• _Task goal_
Please copy every one of the records below word for word, leaving out the pictures.

• _Given information_
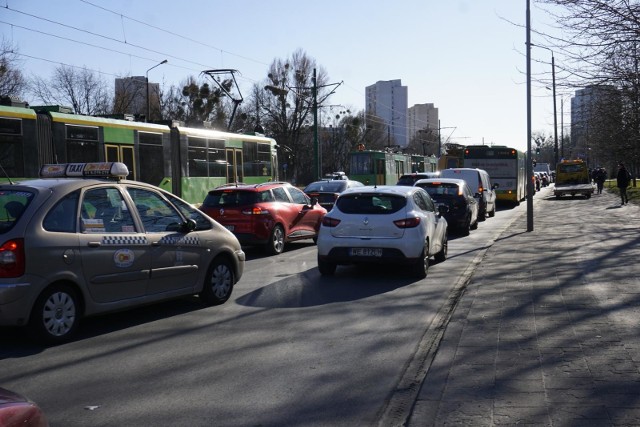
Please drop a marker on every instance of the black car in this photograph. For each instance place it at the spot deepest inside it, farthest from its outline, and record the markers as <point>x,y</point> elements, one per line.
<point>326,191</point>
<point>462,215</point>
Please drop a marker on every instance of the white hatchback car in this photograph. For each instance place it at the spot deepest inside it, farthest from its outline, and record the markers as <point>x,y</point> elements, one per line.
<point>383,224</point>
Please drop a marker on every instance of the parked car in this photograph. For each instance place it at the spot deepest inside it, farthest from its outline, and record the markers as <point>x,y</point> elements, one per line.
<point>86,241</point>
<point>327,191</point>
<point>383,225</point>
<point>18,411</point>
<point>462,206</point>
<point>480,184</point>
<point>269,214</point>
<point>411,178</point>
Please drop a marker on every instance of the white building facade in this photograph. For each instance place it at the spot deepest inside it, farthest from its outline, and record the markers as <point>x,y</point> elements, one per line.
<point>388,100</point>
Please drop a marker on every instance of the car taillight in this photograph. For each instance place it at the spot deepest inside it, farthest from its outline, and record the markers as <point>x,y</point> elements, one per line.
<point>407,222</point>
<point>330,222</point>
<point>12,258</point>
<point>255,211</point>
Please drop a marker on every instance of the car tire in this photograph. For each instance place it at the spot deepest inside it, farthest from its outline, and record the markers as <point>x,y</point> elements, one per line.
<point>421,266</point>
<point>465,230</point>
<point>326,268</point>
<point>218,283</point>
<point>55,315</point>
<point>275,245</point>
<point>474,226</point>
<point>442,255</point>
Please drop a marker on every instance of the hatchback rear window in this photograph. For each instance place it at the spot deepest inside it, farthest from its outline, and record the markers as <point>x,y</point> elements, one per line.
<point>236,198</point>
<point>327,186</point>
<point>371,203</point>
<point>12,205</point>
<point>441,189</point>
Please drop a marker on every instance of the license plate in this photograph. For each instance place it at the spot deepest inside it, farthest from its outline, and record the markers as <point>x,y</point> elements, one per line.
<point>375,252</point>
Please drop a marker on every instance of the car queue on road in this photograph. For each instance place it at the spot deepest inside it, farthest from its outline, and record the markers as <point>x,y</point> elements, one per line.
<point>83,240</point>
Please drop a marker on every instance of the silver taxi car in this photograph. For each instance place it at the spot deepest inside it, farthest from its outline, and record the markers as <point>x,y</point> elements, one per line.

• _Answer to this exercise_
Please drop a marker on every instance of the black car in this photograph. For each instance place it at the spot deepest inside it, farthest from its outline, and record the markers as <point>x,y</point> elements, one per line.
<point>326,191</point>
<point>462,215</point>
Please drop a marker on every instance of the white hatchback car in this photograph. For each instance place it at the spot deepest inside it, farthest from its outline, and record the markers as <point>x,y</point> elements, one per line.
<point>383,224</point>
Please drop a marker on every instance of the parked car in this photograph. For each instance place it at the spot deepest inside it, farthest from its outline, and record the markers as <point>x,y</point> elements, one per line.
<point>86,241</point>
<point>327,191</point>
<point>383,225</point>
<point>18,411</point>
<point>462,206</point>
<point>480,184</point>
<point>269,214</point>
<point>411,178</point>
Please drop a marker on every instance of the white building facade in this photograph. For each instance place it at the spot deepest inside it, farthest from its outline, and record the markers as <point>x,y</point> elements, one per line.
<point>388,100</point>
Please drop a marker on every instance of the car taillight in this photograph. For each instance place it at the spot deepest inside it, farthest from its outline, and record the markers as <point>x,y</point> elements, one per line.
<point>407,222</point>
<point>330,222</point>
<point>12,258</point>
<point>255,211</point>
Please drop a marker on every instance of the car tire in this photograph. For each instance place it at the spot deepest inside it, farthest from its outline, and record the markers as <point>x,y</point> elements, one per line.
<point>421,266</point>
<point>465,230</point>
<point>326,268</point>
<point>218,283</point>
<point>55,315</point>
<point>275,245</point>
<point>474,226</point>
<point>442,255</point>
Please drop a marker on every instance of the hatchback rear window in this photograph. For each instance place it at the spot deepest inside it, farthest from its outline, and record the markers as <point>x,y</point> elements, one per line.
<point>236,198</point>
<point>327,186</point>
<point>371,203</point>
<point>12,205</point>
<point>441,189</point>
Please drop a marker on every instance of the license plate in this photograph. For each instance place it at the spot deepest inside it, farthest from its outline, and record the markers as <point>x,y</point> elements, one per line.
<point>375,252</point>
Please drop a marker on every instance of the car queue on road in this photograph. For each instance place it at the spot deepest inside it, farthest from its outline, and record the markers as <point>x,y</point> elements, one per line.
<point>83,240</point>
Please drop a marker on every instance of the silver taxi car in this photograph. For each instance place it at the spot deepest inside it, farthest from its outline, and record the markers as <point>x,y</point> elements, one per line.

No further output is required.